• **What is asked**: List each line of the rows below that contains the word "metal", copying the line in full. Case counts.

• **Material for the task**:
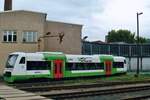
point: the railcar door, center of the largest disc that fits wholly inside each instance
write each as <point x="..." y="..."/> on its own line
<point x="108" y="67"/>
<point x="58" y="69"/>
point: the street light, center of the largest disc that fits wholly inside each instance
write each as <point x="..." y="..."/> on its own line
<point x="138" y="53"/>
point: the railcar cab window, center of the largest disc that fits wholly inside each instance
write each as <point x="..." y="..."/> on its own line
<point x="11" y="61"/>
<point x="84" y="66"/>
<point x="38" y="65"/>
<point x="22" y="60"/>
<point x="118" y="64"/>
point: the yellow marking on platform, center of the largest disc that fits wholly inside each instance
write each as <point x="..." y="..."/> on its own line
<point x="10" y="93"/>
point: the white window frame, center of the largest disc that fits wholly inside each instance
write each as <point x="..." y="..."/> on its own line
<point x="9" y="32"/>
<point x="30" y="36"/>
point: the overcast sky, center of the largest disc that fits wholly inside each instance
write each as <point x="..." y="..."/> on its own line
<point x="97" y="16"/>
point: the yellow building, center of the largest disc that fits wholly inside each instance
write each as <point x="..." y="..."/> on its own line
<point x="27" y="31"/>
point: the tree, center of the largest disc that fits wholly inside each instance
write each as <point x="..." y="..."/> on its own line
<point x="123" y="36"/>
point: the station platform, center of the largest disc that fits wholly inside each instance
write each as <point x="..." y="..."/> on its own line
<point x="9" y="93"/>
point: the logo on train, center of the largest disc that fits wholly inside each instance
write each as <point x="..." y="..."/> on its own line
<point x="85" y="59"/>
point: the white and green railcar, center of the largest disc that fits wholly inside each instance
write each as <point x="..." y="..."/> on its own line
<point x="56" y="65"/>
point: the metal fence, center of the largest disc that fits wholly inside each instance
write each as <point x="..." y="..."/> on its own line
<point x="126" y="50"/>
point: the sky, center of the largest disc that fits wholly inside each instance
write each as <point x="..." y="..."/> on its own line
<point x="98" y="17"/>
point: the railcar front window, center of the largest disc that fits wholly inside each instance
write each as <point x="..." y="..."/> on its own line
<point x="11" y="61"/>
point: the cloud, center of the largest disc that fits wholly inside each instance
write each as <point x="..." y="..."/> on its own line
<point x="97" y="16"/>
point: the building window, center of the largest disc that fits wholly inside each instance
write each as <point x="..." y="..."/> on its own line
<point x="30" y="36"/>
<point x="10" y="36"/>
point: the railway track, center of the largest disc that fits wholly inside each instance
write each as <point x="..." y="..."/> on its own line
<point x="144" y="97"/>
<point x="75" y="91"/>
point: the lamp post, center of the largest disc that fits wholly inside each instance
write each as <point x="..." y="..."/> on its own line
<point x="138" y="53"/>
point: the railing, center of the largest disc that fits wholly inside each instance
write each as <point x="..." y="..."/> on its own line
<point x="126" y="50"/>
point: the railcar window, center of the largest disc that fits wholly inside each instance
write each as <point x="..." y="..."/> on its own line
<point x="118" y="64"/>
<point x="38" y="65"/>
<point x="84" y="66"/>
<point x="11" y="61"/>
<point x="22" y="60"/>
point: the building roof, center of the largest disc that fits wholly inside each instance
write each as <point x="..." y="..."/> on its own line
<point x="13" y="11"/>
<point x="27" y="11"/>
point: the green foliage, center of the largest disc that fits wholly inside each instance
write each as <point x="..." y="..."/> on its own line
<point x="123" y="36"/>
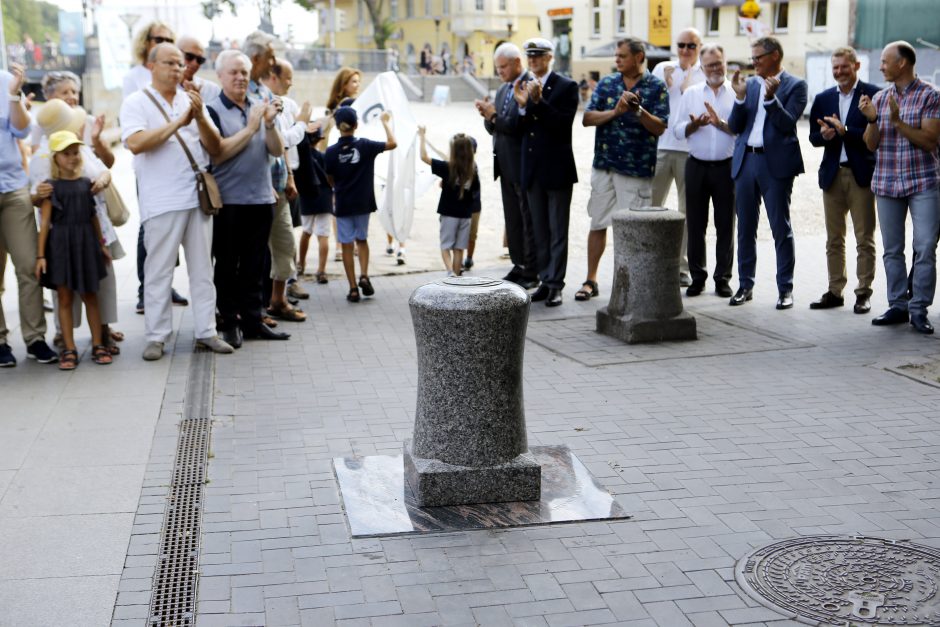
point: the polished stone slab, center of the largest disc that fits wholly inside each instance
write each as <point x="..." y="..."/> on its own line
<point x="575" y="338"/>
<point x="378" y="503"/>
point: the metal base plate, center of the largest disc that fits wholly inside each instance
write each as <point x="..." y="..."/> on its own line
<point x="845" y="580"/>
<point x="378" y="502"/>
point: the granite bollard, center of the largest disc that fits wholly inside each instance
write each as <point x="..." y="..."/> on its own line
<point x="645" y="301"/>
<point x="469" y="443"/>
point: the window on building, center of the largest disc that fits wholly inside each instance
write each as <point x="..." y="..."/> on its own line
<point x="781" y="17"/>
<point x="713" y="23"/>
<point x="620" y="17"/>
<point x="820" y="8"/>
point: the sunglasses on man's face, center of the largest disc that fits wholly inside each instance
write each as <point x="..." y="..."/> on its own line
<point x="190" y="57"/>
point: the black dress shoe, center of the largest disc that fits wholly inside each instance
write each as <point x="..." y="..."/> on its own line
--
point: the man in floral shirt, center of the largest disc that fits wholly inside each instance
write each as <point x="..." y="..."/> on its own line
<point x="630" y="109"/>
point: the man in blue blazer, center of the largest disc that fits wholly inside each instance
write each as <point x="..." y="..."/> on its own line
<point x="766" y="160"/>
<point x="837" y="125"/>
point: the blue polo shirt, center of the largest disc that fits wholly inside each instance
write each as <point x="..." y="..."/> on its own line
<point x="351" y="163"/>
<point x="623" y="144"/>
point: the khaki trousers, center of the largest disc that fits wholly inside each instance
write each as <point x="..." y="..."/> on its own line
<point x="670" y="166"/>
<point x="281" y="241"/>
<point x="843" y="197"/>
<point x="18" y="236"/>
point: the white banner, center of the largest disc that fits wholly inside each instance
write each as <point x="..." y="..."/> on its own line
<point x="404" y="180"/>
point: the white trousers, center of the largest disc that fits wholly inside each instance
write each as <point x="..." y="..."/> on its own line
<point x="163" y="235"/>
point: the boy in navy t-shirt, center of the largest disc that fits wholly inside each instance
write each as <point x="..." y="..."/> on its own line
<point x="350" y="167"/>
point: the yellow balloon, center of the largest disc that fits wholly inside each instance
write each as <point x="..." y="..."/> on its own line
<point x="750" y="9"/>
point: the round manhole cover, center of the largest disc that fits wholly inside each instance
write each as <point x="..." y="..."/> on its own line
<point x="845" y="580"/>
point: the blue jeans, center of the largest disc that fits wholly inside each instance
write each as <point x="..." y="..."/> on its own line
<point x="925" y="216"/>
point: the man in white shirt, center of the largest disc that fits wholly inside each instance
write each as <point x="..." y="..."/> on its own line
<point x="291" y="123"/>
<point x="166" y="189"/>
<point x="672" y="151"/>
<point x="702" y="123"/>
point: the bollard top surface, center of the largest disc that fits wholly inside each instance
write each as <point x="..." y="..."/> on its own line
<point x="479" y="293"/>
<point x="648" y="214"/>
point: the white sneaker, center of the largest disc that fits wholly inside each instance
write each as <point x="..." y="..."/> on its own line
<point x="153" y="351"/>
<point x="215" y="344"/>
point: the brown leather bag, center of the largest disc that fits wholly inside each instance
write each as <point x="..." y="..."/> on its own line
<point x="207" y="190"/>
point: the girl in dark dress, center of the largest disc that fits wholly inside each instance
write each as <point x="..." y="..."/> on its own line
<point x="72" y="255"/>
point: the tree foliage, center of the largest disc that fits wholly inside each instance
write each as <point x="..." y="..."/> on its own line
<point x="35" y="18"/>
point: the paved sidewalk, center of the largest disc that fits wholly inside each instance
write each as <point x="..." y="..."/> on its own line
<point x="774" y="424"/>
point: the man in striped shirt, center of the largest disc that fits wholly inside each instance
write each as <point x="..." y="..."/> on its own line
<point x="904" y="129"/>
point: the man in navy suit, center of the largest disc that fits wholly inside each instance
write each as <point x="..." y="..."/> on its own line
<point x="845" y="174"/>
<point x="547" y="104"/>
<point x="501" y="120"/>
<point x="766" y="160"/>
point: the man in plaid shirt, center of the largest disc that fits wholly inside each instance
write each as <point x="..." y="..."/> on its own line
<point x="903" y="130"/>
* * *
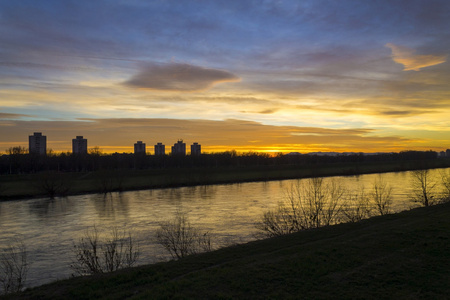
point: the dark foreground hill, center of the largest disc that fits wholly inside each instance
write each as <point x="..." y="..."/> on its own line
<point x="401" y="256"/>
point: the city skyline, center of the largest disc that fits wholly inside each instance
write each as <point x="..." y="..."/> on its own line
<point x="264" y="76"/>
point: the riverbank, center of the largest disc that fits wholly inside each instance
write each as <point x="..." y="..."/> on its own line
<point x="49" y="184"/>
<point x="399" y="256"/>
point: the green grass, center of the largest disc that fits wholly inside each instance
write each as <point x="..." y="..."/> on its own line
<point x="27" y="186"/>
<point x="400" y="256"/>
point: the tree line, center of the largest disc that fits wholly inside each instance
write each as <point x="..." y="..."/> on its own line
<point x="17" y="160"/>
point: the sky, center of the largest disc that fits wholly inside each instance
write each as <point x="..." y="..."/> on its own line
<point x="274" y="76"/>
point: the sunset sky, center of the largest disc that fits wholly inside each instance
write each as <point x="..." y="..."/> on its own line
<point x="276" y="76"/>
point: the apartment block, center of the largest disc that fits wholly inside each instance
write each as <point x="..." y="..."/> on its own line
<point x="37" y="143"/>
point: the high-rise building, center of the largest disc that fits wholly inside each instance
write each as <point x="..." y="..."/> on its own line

• **Solution to the problem**:
point: the metal fence, center of the largest disc that fits wholly inside each instance
point: the metal base plate, center of the largest disc that fits wholly inside each instance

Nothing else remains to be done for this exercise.